Task objective: Only the pictures are to be left out; set down the rest of the records exactly.

Referring expression pointing data:
----

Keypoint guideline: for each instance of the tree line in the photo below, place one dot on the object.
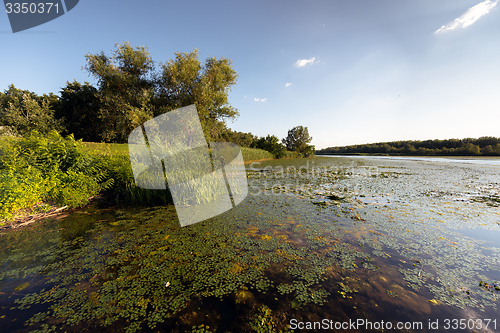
(132, 89)
(484, 146)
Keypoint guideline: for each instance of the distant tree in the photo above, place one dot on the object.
(240, 138)
(488, 151)
(272, 144)
(80, 107)
(22, 111)
(298, 139)
(186, 81)
(126, 89)
(470, 149)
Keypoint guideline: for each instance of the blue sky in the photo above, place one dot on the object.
(351, 71)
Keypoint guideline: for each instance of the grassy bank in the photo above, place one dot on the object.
(40, 174)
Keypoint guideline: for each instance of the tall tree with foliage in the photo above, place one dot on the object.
(184, 81)
(22, 111)
(298, 140)
(126, 89)
(79, 108)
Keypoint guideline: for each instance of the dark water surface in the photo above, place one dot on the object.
(337, 238)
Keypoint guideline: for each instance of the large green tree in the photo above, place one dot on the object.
(184, 81)
(22, 111)
(126, 89)
(298, 140)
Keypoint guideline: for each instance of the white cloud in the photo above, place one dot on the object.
(303, 62)
(470, 16)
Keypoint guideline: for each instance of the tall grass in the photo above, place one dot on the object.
(38, 171)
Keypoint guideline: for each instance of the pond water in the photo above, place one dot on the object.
(327, 239)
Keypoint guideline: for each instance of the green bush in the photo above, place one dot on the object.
(47, 169)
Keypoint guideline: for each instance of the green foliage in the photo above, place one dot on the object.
(252, 154)
(185, 81)
(51, 168)
(242, 139)
(485, 146)
(263, 321)
(23, 111)
(131, 91)
(297, 140)
(80, 108)
(271, 144)
(125, 89)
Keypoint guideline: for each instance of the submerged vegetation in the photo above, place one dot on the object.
(386, 243)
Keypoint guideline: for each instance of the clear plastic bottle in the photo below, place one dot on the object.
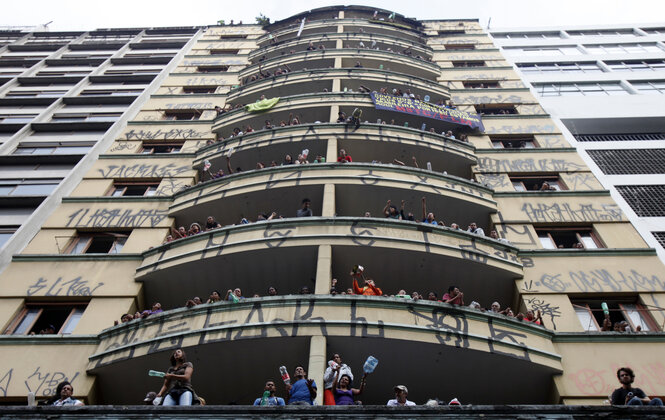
(285, 375)
(370, 364)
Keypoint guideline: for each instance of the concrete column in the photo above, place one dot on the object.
(331, 153)
(317, 364)
(323, 272)
(328, 209)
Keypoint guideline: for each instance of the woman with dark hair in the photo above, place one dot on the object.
(63, 396)
(177, 388)
(342, 388)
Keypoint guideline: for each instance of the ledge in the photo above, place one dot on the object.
(81, 257)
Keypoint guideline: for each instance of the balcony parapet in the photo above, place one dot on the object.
(329, 26)
(398, 43)
(350, 317)
(312, 81)
(349, 56)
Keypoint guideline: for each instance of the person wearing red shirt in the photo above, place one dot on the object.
(343, 157)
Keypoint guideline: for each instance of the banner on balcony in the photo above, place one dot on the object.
(424, 109)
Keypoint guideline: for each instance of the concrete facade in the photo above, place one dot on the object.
(105, 249)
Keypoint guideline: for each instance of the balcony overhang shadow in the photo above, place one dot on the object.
(369, 142)
(314, 107)
(321, 80)
(329, 41)
(321, 59)
(359, 187)
(284, 253)
(330, 26)
(246, 342)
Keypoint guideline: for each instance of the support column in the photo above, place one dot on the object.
(331, 153)
(317, 364)
(323, 270)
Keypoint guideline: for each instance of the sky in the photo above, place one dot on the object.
(82, 15)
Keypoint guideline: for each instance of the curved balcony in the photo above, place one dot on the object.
(370, 143)
(330, 26)
(316, 108)
(322, 80)
(349, 57)
(382, 42)
(396, 254)
(256, 336)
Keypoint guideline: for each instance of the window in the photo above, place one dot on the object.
(468, 63)
(568, 238)
(636, 65)
(16, 188)
(645, 200)
(460, 47)
(622, 48)
(580, 89)
(150, 148)
(146, 189)
(6, 233)
(513, 142)
(655, 87)
(537, 183)
(199, 89)
(591, 315)
(588, 67)
(604, 32)
(544, 51)
(496, 109)
(481, 85)
(212, 69)
(98, 243)
(620, 137)
(629, 161)
(182, 114)
(223, 52)
(46, 319)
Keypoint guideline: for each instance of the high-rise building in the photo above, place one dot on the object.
(606, 84)
(339, 137)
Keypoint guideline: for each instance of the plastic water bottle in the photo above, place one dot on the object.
(285, 375)
(370, 364)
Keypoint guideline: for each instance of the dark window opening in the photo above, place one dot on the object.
(212, 69)
(46, 319)
(568, 238)
(635, 315)
(98, 243)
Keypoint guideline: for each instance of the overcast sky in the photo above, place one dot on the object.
(93, 14)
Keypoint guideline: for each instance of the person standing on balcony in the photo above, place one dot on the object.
(627, 395)
(334, 365)
(303, 390)
(305, 210)
(344, 157)
(177, 388)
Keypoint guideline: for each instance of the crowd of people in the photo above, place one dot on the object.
(177, 389)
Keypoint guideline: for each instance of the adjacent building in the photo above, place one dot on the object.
(436, 120)
(606, 84)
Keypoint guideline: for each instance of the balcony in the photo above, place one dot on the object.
(348, 58)
(397, 254)
(329, 25)
(317, 108)
(322, 80)
(349, 40)
(369, 143)
(256, 336)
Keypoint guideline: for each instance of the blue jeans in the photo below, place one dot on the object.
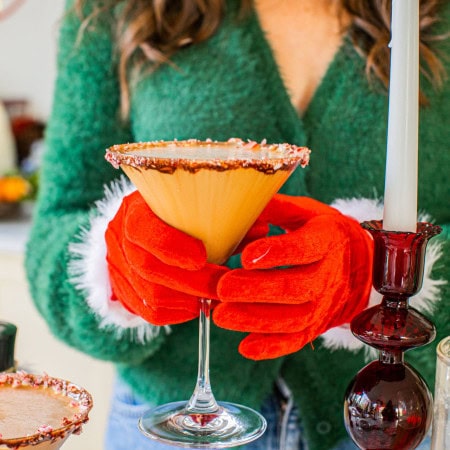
(283, 432)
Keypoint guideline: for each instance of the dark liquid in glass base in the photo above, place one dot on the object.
(388, 406)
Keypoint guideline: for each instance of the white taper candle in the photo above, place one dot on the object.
(400, 195)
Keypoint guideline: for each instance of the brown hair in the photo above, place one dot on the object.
(153, 30)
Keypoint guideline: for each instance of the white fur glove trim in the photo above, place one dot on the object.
(89, 270)
(367, 209)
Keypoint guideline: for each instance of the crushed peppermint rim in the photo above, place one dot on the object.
(80, 399)
(193, 155)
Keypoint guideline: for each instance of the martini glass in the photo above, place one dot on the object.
(40, 412)
(213, 191)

----

Solution to this task:
Keypoint guideline: for each instance of the tree line in the photo below, place one dot on the object.
(132, 89)
(484, 146)
Keypoint guideline: for each instance of the distant tree in the photo above, place one dot on the object.
(240, 138)
(488, 151)
(272, 144)
(80, 107)
(22, 111)
(298, 139)
(186, 81)
(126, 89)
(470, 149)
Keypoint guideline: for each instance of the blue sky in the photo above, place one dot on the object.
(351, 71)
Keypoint guideline: for each instance of the grassy bank in the photo above, place one dot on the object.
(40, 174)
Keypoint guideline: for each instance of the tall tree with foliage in the photo above, place one dot on the object.
(184, 81)
(22, 111)
(298, 140)
(126, 89)
(79, 108)
Keypoint guideline: for each instance of the dark water surface in the photo above, place one dot on the object.
(337, 238)
Keypoint guideline: for each instance of the large green tree in the photo above, place one dot on the object.
(184, 81)
(22, 111)
(126, 89)
(298, 140)
Keypoint guideline: for each instance of the white cloud in the photo above, place one dot on the object.
(303, 62)
(470, 16)
Keypoint guideline: for each instance of the tall grass in the photo above, place one dot on the object.
(38, 171)
Keypoint guideline: for each instance of the pond water in the photo above, place one dot on the object.
(327, 239)
Keypoint guideline: for each instance of the green bush in the photo above, place one dot on the object.
(47, 169)
Keypoint guideline: for each instance of the green foliage in the photo above, place one dot on the object.
(252, 154)
(185, 81)
(51, 168)
(242, 139)
(485, 146)
(263, 321)
(23, 111)
(131, 91)
(297, 140)
(80, 108)
(271, 144)
(125, 89)
Keypoint guideline: for each instance of the submerged vegetation in the photo above, place one dot on the object.
(386, 243)
Keypoint guideline: for each instance of the clear plastic bottle in the photo below, place one dot on the object.
(285, 375)
(370, 364)
Keypoint guideline: for each instance of the concrete column in the photo above, place one dot on the object.
(331, 153)
(317, 364)
(323, 272)
(328, 209)
Keypoint guideline: for each instance of the woman with dark hair in the photo above, place one dot on the object.
(63, 396)
(177, 388)
(342, 388)
Keypoint guideline: for each instance of the ledge in the photo above, place one dot on the object.
(81, 257)
Keypoint guideline: for each instance of the balcony parapet in the photo above, place one dot on the object.
(329, 26)
(398, 43)
(350, 317)
(312, 81)
(349, 56)
Keypoint guideline: for each instance of the person wearing red shirt in the photo above, place one dot on the object.
(343, 157)
Keypoint guideline: for each instance of the banner on balcony in the photo above, place one dot on the object.
(424, 109)
Keypoint guideline: for each instance of the concrete facade in the photo above, place one dot on the object.
(105, 249)
Keypoint guideline: for each instance of the balcony overhang shadow in the photo above, place one dot on the object.
(369, 142)
(314, 107)
(321, 80)
(329, 41)
(321, 59)
(359, 187)
(284, 253)
(330, 26)
(246, 342)
Keypoint guideline: for each instance of the support column in the photo above, place one dot on the object.
(331, 153)
(317, 364)
(323, 270)
Keypoint guideline: for each instance of the sky in the photo above, place one dot on the object.
(82, 15)
Keypoint guideline: for each instance of the curved balcony in the photo above, place one dot on the object.
(370, 143)
(330, 26)
(316, 108)
(322, 80)
(349, 57)
(382, 42)
(396, 254)
(256, 336)
Keypoint guideline: for each instance of the window in the photo above, place one dot on the object.
(468, 63)
(568, 238)
(636, 65)
(16, 188)
(645, 200)
(460, 47)
(622, 48)
(580, 89)
(150, 148)
(146, 189)
(6, 233)
(513, 142)
(655, 87)
(537, 183)
(199, 89)
(591, 315)
(588, 67)
(604, 32)
(544, 51)
(496, 109)
(481, 85)
(212, 69)
(98, 243)
(620, 137)
(629, 161)
(182, 114)
(223, 52)
(46, 319)
Keypoint guideline: for each instance of the high-rise building in the photo above, place one dot on the object.
(606, 84)
(339, 137)
Keypoint guideline: for each instance of the plastic water bottle in the photo above, place one dot on the object.
(285, 375)
(370, 364)
Keypoint guideline: for each instance of the dark window opening in the photo above, place one dot on the object.
(212, 69)
(46, 319)
(568, 238)
(635, 315)
(98, 243)
Keypoint guideline: for each instance of the overcast sky in the photo above, place one dot on the object.
(93, 14)
Keypoint guideline: for each instance of the person standing on balcony in the photo above, place one dot on the object.
(627, 395)
(334, 365)
(303, 390)
(305, 210)
(344, 157)
(177, 388)
Keypoint guideline: for each instance of the crowd of people in the photo above, place one dot on the object.
(177, 389)
Keypoint guideline: for each instance of the adjacent building in the photo above, place one dot on the object.
(436, 120)
(606, 84)
Keypoint guideline: for each instance of the balcony in the photo above, place one dot on the object.
(348, 58)
(397, 254)
(329, 25)
(317, 108)
(322, 80)
(349, 40)
(369, 143)
(256, 336)
Keypoint guideline: for each instance of the blue jeans in the photo below, place one dot on the object.
(283, 432)
Keypoint guideline: for each instance of the dark liquid in glass base in the photo above, place one dot on the object.
(388, 406)
Keypoint guideline: for each instance of the white taper candle in the photo above, place one dot on the object.
(400, 195)
Keypoint guideline: for each instance of the brown hair in the photo above, place one dot on the object.
(153, 30)
Keypoint guideline: for each instance of the white fur glove trim in the photo above, place one dot on the object.
(89, 270)
(367, 209)
Keypoint guideline: for each instance of the crushed peppermint rim in the photo above, place one dot on the object.
(80, 399)
(193, 155)
Keypoint guideline: for each instance of the martini glass in the photo above, place one dot on the object.
(40, 412)
(213, 191)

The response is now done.